Directions —
• A. Can you sum up the Chengdu Huangcheng Mosque text below in two sentences?
• B. Could you carry on the Chengdu Huangcheng Mosque text below from the point where it ends?

Document excerpt —

Mosque in Chengdu, Sichuan, China

The Chengdu Huangcheng Mosque (成都皇城清真寺 (成都皇城清真寺, Chéngdū Huángchéng Qīngzhēnsì, Mosque in the Imperial City Wall of Chengdu)) is a mosque in Qingyang District, Chengdu, in the Sichuan province of China. It is the largest mosque in Sichuan.

==Name==
Huangcheng means Palace Wall, and the mosque is located near a palace of a dynasty in the local history of Sichuan.

==History==
The mosque was constructed in the 16th century CE. It was first rebuilt in 1858. In 1917 it was heavily damaged during a war. Subsequently, the size of the mosque was reduced from 660 m2 to 5000 m2 due to financial pressures. The mosque stands at its current site since November 1998.

Stored entries

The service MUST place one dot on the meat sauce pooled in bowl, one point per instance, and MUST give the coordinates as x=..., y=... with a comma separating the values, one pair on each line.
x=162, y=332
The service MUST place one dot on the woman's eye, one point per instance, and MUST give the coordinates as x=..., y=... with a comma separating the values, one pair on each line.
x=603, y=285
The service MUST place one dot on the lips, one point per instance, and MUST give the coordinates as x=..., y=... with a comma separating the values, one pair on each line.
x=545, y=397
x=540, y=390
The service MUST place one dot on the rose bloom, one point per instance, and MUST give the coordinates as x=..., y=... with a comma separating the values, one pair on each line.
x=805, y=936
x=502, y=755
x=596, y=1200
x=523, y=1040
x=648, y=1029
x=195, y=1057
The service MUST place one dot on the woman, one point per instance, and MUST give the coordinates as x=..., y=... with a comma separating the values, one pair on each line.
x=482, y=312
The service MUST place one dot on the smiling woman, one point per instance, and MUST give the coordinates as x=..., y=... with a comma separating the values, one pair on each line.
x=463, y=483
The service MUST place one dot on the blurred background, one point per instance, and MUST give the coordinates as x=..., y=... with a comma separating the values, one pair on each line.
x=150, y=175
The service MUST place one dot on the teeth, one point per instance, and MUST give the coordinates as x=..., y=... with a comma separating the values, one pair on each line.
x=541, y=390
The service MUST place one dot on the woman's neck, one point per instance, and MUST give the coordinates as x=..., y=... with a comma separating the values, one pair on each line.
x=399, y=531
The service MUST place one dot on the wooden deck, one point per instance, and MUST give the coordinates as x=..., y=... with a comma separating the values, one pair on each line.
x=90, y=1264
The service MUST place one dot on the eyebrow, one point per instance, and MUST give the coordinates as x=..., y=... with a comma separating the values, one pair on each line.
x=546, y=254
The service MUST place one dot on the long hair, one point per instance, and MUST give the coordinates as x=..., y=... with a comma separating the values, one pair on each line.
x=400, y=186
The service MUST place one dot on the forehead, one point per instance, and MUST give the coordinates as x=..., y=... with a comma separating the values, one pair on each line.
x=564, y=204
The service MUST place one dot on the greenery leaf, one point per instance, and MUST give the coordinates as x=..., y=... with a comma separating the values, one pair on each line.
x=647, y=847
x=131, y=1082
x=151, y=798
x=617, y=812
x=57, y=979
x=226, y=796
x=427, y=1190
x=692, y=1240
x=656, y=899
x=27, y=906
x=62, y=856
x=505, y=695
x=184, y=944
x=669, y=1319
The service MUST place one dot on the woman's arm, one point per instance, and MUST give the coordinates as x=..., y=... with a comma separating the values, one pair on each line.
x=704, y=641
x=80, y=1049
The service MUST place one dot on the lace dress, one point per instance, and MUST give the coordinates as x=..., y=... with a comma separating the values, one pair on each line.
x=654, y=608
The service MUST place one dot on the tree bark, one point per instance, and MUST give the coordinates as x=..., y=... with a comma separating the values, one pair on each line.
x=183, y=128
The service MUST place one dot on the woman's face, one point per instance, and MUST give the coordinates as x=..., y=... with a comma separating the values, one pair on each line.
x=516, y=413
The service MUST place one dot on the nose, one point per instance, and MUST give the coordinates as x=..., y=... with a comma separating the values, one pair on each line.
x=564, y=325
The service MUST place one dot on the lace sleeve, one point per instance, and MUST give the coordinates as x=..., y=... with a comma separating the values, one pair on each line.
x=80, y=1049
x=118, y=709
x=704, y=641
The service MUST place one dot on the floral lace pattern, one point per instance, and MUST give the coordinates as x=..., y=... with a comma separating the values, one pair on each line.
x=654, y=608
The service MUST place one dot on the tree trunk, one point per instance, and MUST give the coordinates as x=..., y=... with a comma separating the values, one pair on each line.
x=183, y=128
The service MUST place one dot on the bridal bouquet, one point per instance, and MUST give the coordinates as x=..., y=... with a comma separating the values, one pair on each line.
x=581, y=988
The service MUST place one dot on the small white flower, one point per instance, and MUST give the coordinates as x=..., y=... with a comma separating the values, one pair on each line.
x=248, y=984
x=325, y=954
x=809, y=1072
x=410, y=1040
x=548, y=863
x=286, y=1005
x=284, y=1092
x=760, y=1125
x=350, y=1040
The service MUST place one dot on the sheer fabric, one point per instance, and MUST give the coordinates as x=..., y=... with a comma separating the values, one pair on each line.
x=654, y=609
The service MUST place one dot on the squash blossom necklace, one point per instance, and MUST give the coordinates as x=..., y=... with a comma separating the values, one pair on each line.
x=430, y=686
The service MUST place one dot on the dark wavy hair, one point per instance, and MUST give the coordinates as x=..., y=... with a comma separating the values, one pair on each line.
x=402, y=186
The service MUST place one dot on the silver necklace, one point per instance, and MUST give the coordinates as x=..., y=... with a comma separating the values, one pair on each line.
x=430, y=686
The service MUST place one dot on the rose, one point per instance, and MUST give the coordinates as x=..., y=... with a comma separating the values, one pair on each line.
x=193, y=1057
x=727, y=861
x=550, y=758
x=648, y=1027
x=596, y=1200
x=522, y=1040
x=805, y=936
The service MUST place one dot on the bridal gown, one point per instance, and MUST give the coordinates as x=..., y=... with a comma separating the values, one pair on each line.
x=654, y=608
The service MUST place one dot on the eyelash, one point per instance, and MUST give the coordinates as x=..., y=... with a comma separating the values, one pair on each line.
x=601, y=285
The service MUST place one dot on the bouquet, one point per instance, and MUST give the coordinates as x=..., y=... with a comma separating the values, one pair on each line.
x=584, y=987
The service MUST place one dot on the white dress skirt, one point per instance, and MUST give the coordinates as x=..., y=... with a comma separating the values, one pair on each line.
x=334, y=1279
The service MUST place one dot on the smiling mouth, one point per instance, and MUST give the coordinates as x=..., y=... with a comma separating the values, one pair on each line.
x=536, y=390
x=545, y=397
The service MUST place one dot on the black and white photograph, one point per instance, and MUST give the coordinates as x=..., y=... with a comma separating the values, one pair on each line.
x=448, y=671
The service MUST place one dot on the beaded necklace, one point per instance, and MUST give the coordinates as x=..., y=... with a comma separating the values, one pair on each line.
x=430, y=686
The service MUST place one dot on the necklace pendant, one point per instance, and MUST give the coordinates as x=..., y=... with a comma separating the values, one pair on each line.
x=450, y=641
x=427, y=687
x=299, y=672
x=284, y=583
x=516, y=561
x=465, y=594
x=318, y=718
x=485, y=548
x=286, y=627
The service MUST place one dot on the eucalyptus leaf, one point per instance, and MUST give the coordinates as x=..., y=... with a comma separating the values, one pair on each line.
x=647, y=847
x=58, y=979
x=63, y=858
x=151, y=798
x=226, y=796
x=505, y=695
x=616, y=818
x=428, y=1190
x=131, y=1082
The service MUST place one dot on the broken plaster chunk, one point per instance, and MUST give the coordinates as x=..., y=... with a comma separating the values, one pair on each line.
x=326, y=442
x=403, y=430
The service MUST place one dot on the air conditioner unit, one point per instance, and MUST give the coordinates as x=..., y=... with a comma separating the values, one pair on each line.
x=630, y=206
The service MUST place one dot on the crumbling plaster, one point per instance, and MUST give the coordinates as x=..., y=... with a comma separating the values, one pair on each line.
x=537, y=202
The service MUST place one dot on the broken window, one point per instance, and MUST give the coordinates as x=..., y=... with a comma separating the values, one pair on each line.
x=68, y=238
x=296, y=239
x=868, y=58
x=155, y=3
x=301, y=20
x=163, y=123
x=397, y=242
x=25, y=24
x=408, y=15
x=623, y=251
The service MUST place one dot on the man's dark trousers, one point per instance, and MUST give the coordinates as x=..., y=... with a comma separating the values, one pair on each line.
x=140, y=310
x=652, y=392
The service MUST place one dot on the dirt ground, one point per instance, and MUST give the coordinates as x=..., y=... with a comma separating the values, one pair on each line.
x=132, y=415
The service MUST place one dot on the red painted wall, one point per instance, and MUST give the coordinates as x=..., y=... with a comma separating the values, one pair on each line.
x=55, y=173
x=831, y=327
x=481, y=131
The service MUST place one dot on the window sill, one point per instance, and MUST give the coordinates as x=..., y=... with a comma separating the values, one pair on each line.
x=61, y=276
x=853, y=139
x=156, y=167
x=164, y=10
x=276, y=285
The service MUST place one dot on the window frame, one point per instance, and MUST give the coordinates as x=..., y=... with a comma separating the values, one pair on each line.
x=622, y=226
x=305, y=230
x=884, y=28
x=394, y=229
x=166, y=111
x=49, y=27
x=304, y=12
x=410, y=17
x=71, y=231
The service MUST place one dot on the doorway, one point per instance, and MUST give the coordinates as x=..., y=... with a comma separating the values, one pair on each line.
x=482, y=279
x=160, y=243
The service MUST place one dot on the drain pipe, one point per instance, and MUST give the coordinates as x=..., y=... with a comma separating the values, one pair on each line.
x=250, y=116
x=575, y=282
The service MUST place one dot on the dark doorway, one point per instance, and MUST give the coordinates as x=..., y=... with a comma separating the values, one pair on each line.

Task-by-task answers —
• A. The Chengdu Huangcheng Mosque, located in Qingyang District of Chengdu, is the largest mosque in Sichuan, and its name, meaning Palace Wall, reflects its position near a palace of a dynasty in the local history of Sichuan. Built in the 16th century CE, it was first rebuilt in 1858, was heavily damaged during a war in 1917, and has stood at its current site since November 1998.

• B.
==Architecture==
The mosque was constructed with the combination of Islamic, Ming, Qing architectural styles. It consists of the entrance wall, gates, bathroom, library and the main prayer hall. The library consists of Islamic books written in Arabic and Chinese languages. On the first gate, there is a tablet with the name of the mosque. On the second gate, there is a tablet with four Chinese characters Kai Tian Gu Jiao (lit. 'the most ancient religion'), which was made during the Qing dynasty. The mosque houses the headquarters of the Islamic Association of Sichuan Province.

==Transportation==
The mosque is accessible within walking distance west of Tianfu Square station of Chengdu Metro.